----- Dataset records -----

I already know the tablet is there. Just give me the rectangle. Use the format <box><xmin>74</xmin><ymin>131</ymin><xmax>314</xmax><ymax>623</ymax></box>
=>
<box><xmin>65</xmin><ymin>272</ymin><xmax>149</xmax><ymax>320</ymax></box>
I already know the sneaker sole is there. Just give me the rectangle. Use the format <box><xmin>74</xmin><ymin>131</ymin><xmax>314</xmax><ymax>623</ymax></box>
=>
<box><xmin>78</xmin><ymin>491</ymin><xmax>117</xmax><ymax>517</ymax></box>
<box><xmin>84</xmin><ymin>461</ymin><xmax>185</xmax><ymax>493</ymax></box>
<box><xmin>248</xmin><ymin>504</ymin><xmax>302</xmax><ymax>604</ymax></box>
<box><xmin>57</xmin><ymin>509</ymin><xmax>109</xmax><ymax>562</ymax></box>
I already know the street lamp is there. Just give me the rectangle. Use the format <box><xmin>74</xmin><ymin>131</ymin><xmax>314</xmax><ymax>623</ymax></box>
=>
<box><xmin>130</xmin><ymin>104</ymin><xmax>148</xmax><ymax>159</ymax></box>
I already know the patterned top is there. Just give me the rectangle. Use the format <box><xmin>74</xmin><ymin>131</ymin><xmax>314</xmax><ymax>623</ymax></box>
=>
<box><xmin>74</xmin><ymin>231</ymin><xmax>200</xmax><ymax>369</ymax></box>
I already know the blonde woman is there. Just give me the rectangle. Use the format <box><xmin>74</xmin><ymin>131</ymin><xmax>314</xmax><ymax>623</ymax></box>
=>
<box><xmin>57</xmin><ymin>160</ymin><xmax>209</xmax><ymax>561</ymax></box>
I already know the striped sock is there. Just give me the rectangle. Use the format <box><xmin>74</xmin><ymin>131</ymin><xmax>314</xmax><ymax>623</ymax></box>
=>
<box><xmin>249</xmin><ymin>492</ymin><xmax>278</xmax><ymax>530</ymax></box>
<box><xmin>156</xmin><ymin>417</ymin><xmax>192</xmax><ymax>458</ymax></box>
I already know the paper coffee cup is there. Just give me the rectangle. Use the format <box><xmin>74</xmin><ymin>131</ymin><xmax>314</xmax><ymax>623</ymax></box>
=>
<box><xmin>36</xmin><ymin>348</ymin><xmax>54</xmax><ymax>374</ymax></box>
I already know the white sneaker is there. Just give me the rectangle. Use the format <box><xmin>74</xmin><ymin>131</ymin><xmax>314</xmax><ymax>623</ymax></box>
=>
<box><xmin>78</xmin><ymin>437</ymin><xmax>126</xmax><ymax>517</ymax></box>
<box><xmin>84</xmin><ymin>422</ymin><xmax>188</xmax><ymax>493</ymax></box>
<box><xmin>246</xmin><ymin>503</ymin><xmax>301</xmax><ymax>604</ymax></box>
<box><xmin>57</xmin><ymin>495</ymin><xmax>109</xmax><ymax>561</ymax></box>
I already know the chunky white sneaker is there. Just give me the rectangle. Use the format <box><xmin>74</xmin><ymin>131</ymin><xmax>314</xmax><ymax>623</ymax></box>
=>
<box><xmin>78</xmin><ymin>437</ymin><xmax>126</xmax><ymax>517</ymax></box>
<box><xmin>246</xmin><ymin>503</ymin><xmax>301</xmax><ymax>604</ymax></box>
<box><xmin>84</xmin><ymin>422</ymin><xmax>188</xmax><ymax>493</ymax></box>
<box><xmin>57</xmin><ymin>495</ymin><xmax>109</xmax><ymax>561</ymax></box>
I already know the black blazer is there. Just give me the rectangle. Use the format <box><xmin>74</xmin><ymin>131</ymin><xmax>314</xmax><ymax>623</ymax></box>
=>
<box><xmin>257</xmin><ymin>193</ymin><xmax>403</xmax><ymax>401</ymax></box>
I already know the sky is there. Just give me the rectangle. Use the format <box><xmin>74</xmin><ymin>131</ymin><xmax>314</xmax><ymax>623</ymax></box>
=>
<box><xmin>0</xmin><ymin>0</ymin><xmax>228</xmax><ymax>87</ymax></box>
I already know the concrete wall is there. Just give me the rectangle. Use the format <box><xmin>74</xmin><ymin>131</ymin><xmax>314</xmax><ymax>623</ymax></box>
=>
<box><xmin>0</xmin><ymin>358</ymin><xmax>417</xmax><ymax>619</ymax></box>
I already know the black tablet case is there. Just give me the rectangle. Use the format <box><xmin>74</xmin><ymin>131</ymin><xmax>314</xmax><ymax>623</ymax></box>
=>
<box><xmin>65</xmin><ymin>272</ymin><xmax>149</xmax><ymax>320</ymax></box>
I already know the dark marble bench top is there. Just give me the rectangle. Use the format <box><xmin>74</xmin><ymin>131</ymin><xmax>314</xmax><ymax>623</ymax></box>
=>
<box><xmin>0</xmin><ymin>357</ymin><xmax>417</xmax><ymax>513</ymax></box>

-----

Stated exercise: Reproduce verbatim the stretch of the records above from the line containing "I already know the chunky" through the end of the records.

Complete output:
I already know the chunky white sneaker is there. Just give me the rectangle. Use the format <box><xmin>74</xmin><ymin>131</ymin><xmax>314</xmax><ymax>623</ymax></box>
=>
<box><xmin>78</xmin><ymin>437</ymin><xmax>126</xmax><ymax>517</ymax></box>
<box><xmin>246</xmin><ymin>503</ymin><xmax>301</xmax><ymax>604</ymax></box>
<box><xmin>84</xmin><ymin>422</ymin><xmax>188</xmax><ymax>493</ymax></box>
<box><xmin>57</xmin><ymin>495</ymin><xmax>109</xmax><ymax>561</ymax></box>
I already know the black blazer is there. Just give me the rectangle. Use the format <box><xmin>74</xmin><ymin>131</ymin><xmax>314</xmax><ymax>623</ymax></box>
=>
<box><xmin>257</xmin><ymin>193</ymin><xmax>403</xmax><ymax>401</ymax></box>
I already know the sky is there. Just give me the rectangle. Use the format <box><xmin>74</xmin><ymin>131</ymin><xmax>314</xmax><ymax>623</ymax></box>
=>
<box><xmin>0</xmin><ymin>0</ymin><xmax>228</xmax><ymax>87</ymax></box>
I already know the concrete wall is there. Just give me the rectangle. Use the format <box><xmin>74</xmin><ymin>131</ymin><xmax>314</xmax><ymax>623</ymax></box>
=>
<box><xmin>0</xmin><ymin>358</ymin><xmax>417</xmax><ymax>619</ymax></box>
I already know the black tablet case is there. Just give me the rectangle. Use the format <box><xmin>74</xmin><ymin>131</ymin><xmax>314</xmax><ymax>623</ymax></box>
=>
<box><xmin>65</xmin><ymin>272</ymin><xmax>149</xmax><ymax>320</ymax></box>
I already know the dark marble bench top is there. Just give me the rectangle. Use the format <box><xmin>74</xmin><ymin>131</ymin><xmax>314</xmax><ymax>623</ymax></box>
=>
<box><xmin>0</xmin><ymin>357</ymin><xmax>417</xmax><ymax>513</ymax></box>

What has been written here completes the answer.